(Task statement):
Will you write out all the entries below exactly?

(Records supplied):
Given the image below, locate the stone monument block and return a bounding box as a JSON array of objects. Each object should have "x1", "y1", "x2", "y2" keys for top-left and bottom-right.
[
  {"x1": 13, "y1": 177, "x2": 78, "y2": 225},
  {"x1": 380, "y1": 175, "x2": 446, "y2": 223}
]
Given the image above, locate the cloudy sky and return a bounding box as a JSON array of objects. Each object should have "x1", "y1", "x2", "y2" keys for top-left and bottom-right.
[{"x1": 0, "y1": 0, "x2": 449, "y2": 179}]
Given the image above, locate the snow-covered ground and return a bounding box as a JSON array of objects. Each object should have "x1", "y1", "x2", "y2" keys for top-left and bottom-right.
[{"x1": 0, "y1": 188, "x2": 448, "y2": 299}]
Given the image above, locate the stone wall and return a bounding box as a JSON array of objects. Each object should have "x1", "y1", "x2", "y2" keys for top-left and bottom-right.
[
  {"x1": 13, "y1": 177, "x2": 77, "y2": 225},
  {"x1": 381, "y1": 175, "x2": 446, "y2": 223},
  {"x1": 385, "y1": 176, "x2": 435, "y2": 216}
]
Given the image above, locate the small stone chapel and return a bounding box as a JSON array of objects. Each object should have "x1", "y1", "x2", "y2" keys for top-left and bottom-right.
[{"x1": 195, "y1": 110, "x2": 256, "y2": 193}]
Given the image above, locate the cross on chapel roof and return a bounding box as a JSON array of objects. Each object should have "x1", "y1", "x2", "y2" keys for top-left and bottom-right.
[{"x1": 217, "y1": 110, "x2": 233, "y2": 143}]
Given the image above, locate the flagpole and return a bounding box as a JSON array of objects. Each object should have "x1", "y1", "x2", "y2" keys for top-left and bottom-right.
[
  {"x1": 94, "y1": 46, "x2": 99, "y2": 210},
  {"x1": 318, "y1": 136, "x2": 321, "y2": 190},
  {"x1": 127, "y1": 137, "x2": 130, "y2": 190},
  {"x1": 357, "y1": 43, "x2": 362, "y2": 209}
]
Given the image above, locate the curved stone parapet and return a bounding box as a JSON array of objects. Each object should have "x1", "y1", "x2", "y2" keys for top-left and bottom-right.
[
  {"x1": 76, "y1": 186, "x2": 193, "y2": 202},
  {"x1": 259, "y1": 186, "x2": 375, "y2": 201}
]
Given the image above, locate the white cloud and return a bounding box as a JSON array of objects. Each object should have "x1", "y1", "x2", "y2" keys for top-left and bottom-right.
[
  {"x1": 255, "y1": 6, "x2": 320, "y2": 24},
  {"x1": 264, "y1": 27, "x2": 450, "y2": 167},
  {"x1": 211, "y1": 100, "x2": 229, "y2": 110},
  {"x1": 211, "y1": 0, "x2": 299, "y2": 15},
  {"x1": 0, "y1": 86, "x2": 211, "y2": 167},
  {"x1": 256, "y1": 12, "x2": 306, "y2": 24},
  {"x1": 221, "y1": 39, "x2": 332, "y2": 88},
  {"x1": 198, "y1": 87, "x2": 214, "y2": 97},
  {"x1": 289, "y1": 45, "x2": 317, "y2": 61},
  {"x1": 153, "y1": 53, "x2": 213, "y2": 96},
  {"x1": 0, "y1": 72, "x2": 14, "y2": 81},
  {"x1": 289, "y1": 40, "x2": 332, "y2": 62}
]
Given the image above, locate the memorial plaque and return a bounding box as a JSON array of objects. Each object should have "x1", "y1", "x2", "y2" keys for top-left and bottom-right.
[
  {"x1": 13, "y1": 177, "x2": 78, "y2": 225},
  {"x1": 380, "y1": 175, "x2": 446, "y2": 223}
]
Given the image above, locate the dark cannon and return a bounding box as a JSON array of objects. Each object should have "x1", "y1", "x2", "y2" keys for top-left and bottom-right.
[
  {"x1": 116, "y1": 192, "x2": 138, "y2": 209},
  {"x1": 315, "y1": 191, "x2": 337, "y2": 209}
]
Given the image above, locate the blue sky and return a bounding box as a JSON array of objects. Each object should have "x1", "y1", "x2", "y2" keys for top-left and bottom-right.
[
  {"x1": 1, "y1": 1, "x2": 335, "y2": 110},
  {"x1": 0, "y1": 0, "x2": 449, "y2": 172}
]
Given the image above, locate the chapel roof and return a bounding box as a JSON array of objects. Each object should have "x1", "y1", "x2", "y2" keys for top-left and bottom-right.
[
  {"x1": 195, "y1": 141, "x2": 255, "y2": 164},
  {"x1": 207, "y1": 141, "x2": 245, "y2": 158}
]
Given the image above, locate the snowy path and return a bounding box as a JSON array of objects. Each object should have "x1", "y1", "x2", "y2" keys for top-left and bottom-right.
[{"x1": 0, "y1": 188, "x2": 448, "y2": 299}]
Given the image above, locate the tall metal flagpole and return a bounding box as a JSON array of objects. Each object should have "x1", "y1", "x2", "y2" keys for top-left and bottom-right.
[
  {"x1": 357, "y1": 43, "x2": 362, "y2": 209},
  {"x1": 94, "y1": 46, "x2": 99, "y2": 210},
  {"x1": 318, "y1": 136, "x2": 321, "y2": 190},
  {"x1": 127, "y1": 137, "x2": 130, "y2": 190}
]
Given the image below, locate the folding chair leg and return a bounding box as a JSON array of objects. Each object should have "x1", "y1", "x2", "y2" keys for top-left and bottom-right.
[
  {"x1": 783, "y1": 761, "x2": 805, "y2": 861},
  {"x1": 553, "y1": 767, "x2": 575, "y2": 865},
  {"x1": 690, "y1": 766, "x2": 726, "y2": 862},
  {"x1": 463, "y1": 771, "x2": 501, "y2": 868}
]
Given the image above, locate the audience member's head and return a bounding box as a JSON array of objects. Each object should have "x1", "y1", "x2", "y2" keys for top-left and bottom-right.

(Exercise solution):
Given the image below, locate the stone monument block and return a bounding box as a JSON array of objects. Each object should have "x1", "y1", "x2", "y2" keys for top-left and bottom-right.
[
  {"x1": 13, "y1": 177, "x2": 78, "y2": 225},
  {"x1": 380, "y1": 175, "x2": 446, "y2": 223}
]
Given the image above, locate the cloudy sky and return a bounding box as a JSON array of objects. Each object should have "x1", "y1", "x2", "y2" keys for top-left and bottom-right.
[{"x1": 0, "y1": 0, "x2": 449, "y2": 179}]
Given the image above, locate the snow-covered ground and return a bounding box as a JSON array of objects. Each object should have "x1", "y1", "x2", "y2" keys for top-left and bottom-right.
[{"x1": 0, "y1": 188, "x2": 448, "y2": 299}]
Given the image above, locate the stone wall and return a bounding box as a JSON array of objects. Each object should have "x1", "y1", "x2", "y2" keys for top-left and bottom-right.
[
  {"x1": 13, "y1": 177, "x2": 77, "y2": 225},
  {"x1": 381, "y1": 175, "x2": 446, "y2": 223},
  {"x1": 385, "y1": 176, "x2": 435, "y2": 216}
]
Given the image above, locate the small stone chapel and return a bounding box as a JSON array of objects. Each object should have "x1", "y1", "x2", "y2" keys for top-left and bottom-right.
[{"x1": 195, "y1": 110, "x2": 256, "y2": 193}]
Given the image above, locate the cross on chapel roof and return a bounding box as a JSON array of objects. Each object should have "x1", "y1", "x2", "y2" keys for top-left and bottom-right.
[{"x1": 217, "y1": 110, "x2": 233, "y2": 143}]
Given the image above, locate the flagpole and return a bounding box as a JSON array of objects. Each object should have "x1", "y1", "x2", "y2" keys for top-left and bottom-right.
[
  {"x1": 94, "y1": 46, "x2": 99, "y2": 210},
  {"x1": 318, "y1": 136, "x2": 321, "y2": 190},
  {"x1": 127, "y1": 137, "x2": 130, "y2": 190},
  {"x1": 357, "y1": 43, "x2": 362, "y2": 209}
]
Given the image above, locate the curved stone parapet and return a bounding box as a JSON array of objects. Each object should have "x1", "y1", "x2", "y2" keys for top-left and bottom-right.
[
  {"x1": 76, "y1": 186, "x2": 193, "y2": 202},
  {"x1": 259, "y1": 186, "x2": 375, "y2": 201}
]
Given the image above, locate the white cloud and return a bounding box as a JSON array of objects. Each object should have "x1", "y1", "x2", "y2" keys for top-left and bottom-right.
[
  {"x1": 255, "y1": 6, "x2": 320, "y2": 24},
  {"x1": 264, "y1": 27, "x2": 450, "y2": 167},
  {"x1": 211, "y1": 100, "x2": 229, "y2": 110},
  {"x1": 211, "y1": 0, "x2": 299, "y2": 15},
  {"x1": 0, "y1": 86, "x2": 211, "y2": 167},
  {"x1": 256, "y1": 12, "x2": 306, "y2": 24},
  {"x1": 221, "y1": 39, "x2": 332, "y2": 88},
  {"x1": 198, "y1": 87, "x2": 214, "y2": 97},
  {"x1": 289, "y1": 45, "x2": 317, "y2": 61},
  {"x1": 153, "y1": 53, "x2": 213, "y2": 96},
  {"x1": 0, "y1": 72, "x2": 14, "y2": 81},
  {"x1": 289, "y1": 40, "x2": 332, "y2": 62}
]
Given the image above, locate the memorial plaque and return a bounding box as a JSON array of objects. Each object should have "x1", "y1", "x2", "y2" keys for top-left and bottom-right.
[
  {"x1": 13, "y1": 177, "x2": 78, "y2": 225},
  {"x1": 380, "y1": 175, "x2": 446, "y2": 223}
]
Given the image above, locate the dark cannon and return a bounding box as a JSON array of objects. Each object should have "x1", "y1", "x2", "y2" keys for top-left and bottom-right.
[
  {"x1": 116, "y1": 192, "x2": 138, "y2": 209},
  {"x1": 315, "y1": 191, "x2": 337, "y2": 209}
]
Given the image above, locate the blue sky and return a bounding box as a JSON array of objects. Each object should have "x1", "y1", "x2", "y2" keys for top-left and bottom-right.
[
  {"x1": 1, "y1": 1, "x2": 335, "y2": 110},
  {"x1": 0, "y1": 0, "x2": 449, "y2": 172}
]
Given the image above, locate the chapel roof and return a bounding box as a JSON array of objects. Each object should have "x1", "y1", "x2", "y2" keys for top-left and bottom-right.
[
  {"x1": 195, "y1": 141, "x2": 255, "y2": 164},
  {"x1": 207, "y1": 141, "x2": 245, "y2": 158}
]
Given the image above, locate the snowy path and return a bounding box as a JSON array of objects. Each object should have "x1", "y1", "x2", "y2" keys for top-left and bottom-right.
[{"x1": 0, "y1": 188, "x2": 448, "y2": 299}]
Given the image above, locate the tall metal flagpole and return a bounding box as a JSON array of objects. Each object should have "x1", "y1", "x2", "y2" keys for top-left and bottom-right.
[
  {"x1": 357, "y1": 43, "x2": 362, "y2": 209},
  {"x1": 94, "y1": 46, "x2": 99, "y2": 210},
  {"x1": 318, "y1": 136, "x2": 321, "y2": 190},
  {"x1": 127, "y1": 137, "x2": 130, "y2": 190}
]
Given the image below, locate the folding chair leg and return a bounding box as a JSON array of objects. Each object should have "x1", "y1", "x2", "y2" keys for top-left and bottom-right.
[
  {"x1": 783, "y1": 761, "x2": 805, "y2": 861},
  {"x1": 553, "y1": 767, "x2": 575, "y2": 865},
  {"x1": 690, "y1": 766, "x2": 726, "y2": 862},
  {"x1": 463, "y1": 771, "x2": 501, "y2": 868}
]
Given the image above, locate the audience member's head and return a bounding box as a JSON array of objects. Each object should have "x1", "y1", "x2", "y2" keys for top-left and bottom-right.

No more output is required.